_WORK TO BE COMPLETED:_ Omit the pictures. Transcribe exactly the lines below, from the one with "light on water and record the coordinates." up to and including the last.
== LISTED ENTRIES
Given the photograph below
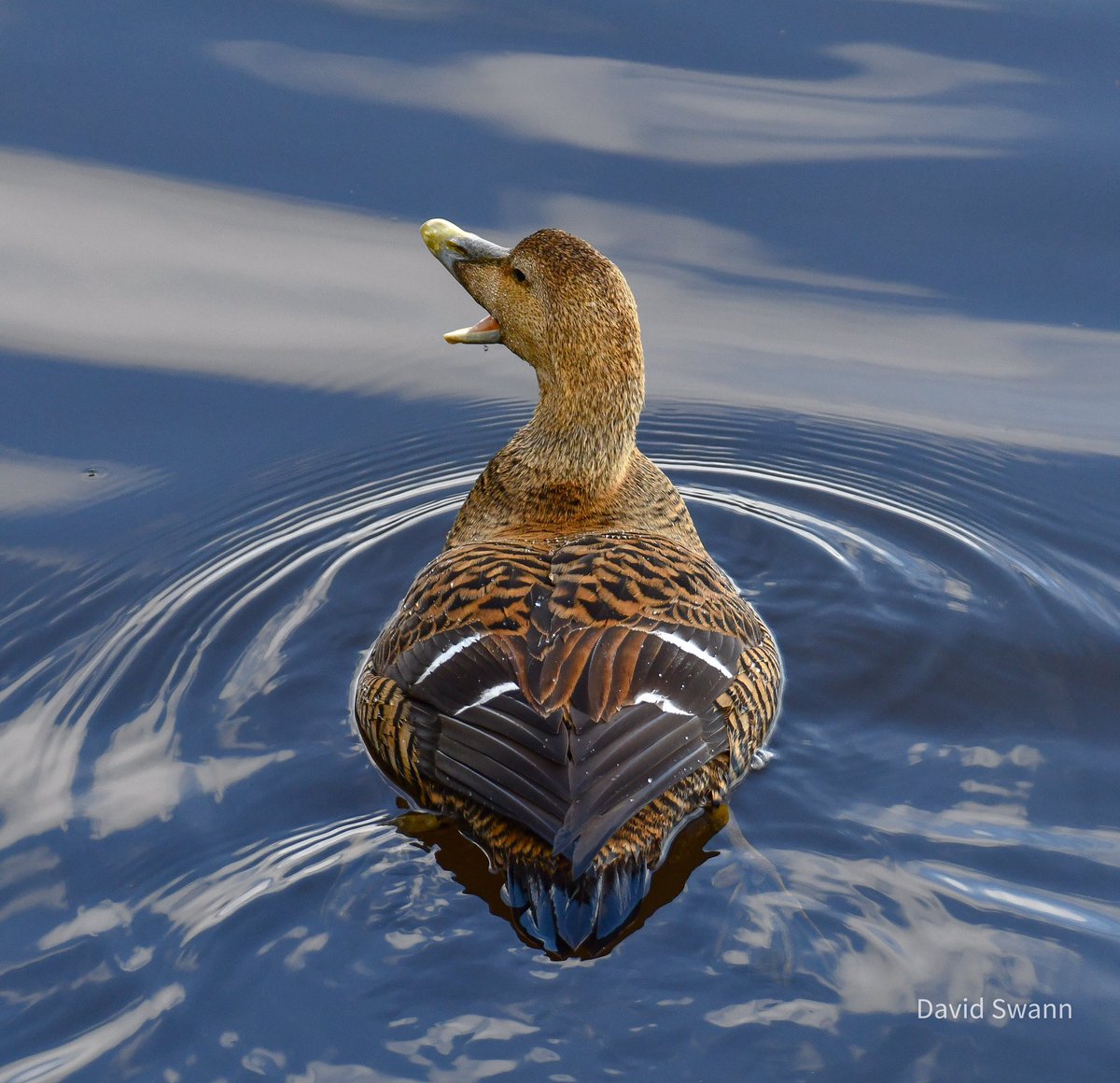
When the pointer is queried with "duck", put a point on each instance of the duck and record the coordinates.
(574, 675)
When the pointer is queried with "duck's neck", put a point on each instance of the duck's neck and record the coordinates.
(581, 437)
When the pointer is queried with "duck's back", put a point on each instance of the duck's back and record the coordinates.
(567, 684)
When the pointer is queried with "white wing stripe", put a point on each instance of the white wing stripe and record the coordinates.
(448, 653)
(491, 694)
(664, 701)
(690, 647)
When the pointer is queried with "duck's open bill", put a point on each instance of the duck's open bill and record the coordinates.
(454, 246)
(486, 331)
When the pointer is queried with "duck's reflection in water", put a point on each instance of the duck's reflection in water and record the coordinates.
(582, 918)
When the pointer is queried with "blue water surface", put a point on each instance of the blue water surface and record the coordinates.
(875, 248)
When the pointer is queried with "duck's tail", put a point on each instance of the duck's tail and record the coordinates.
(578, 915)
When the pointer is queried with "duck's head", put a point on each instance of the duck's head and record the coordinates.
(553, 299)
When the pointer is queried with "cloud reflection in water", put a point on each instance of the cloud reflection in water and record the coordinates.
(889, 102)
(123, 268)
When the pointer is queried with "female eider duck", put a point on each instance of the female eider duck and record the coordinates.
(572, 674)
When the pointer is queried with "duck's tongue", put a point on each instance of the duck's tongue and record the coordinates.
(486, 331)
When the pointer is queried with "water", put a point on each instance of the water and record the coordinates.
(875, 258)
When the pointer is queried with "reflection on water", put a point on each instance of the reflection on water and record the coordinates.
(130, 269)
(862, 237)
(202, 703)
(884, 102)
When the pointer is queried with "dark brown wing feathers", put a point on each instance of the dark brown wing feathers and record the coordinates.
(568, 689)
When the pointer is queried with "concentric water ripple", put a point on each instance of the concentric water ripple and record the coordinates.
(189, 727)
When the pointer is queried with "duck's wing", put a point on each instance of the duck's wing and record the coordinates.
(568, 690)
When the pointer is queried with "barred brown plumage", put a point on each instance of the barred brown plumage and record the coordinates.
(574, 675)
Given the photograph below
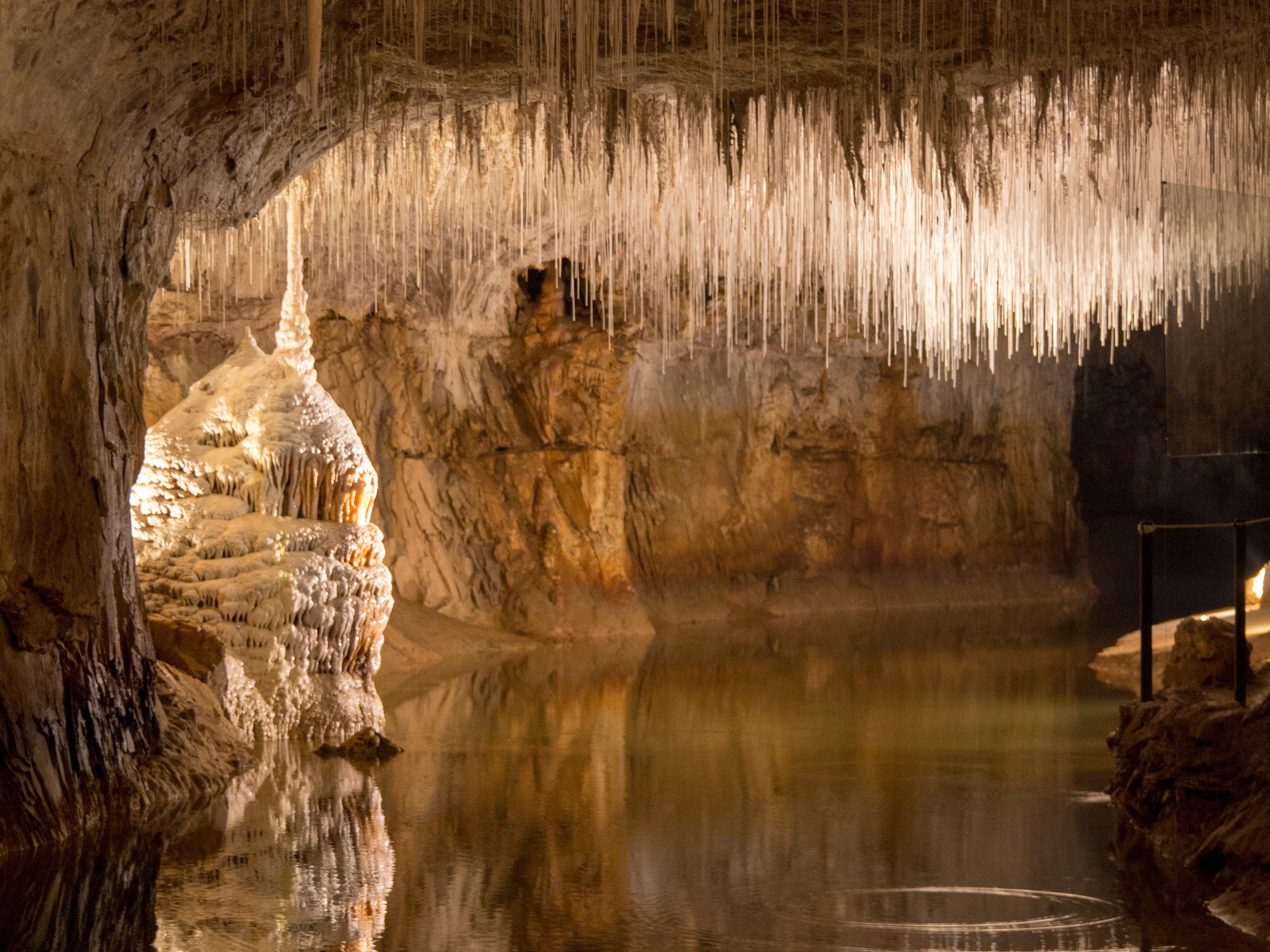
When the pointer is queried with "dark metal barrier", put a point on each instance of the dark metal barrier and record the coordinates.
(1146, 564)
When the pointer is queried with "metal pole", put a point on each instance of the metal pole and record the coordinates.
(1144, 534)
(1241, 633)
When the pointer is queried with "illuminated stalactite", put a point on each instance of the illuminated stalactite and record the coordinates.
(1047, 216)
(252, 520)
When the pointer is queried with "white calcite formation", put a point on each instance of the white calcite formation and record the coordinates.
(252, 520)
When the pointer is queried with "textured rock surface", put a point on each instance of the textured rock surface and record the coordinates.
(1203, 655)
(541, 477)
(110, 128)
(1191, 792)
(251, 522)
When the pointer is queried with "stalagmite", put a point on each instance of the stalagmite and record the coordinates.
(252, 521)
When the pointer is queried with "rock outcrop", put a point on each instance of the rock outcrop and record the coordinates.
(254, 545)
(541, 476)
(252, 522)
(111, 128)
(1203, 655)
(1191, 792)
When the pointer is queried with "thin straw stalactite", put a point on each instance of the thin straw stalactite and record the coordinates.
(1040, 218)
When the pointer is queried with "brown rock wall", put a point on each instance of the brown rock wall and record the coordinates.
(540, 476)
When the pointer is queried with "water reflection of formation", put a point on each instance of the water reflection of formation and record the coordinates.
(295, 856)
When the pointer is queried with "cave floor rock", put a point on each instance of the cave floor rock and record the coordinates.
(1191, 794)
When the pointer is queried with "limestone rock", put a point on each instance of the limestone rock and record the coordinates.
(251, 521)
(366, 747)
(189, 648)
(1203, 655)
(1191, 794)
(543, 479)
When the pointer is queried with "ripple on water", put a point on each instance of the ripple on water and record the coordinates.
(930, 919)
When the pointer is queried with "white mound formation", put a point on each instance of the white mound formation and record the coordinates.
(252, 520)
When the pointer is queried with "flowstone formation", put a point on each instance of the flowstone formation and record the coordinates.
(252, 522)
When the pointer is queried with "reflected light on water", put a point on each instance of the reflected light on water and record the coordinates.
(908, 785)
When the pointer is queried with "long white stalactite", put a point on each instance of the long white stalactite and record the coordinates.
(1047, 216)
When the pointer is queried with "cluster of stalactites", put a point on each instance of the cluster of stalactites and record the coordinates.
(1046, 219)
(579, 45)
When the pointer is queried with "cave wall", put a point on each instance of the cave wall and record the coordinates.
(540, 476)
(115, 119)
(1127, 475)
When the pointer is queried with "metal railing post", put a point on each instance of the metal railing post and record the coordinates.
(1241, 631)
(1146, 531)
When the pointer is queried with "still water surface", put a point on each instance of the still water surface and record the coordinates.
(898, 783)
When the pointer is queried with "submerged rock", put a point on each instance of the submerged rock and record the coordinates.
(368, 747)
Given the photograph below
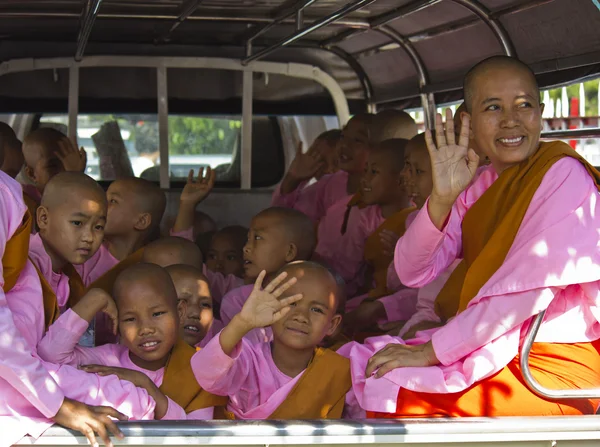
====
_EXPECTED ANSWER:_
When the pointer is queried with "reflected light on water", put a point on each instance of the reflected light on water and record the coordinates.
(908, 785)
When the pointer is queried with "long white stalactite", put a point on each instance of the long white stalactite and record the coordinates.
(1047, 216)
When the pointer is queried with "cluster of stalactites", put a point on each instance of the cluster of stalactites and record the coordinates.
(1046, 219)
(579, 45)
When the pointer is queried with "cave wall", put a point on each instance of the cave wall and record the coordinates.
(540, 476)
(115, 119)
(1127, 475)
When the pointer is queried with "metal railing post", put a point on each instance of the metal railing post and record the coordinates.
(1241, 631)
(1146, 531)
When the pointer is queried with "still water surface", put a point on each instance of the still water surface and record the coordinates.
(898, 783)
When the pointer is queried with "submerged rock", put a point on each instance of the submerged rock and record the coordinates.
(368, 747)
Given the photograph below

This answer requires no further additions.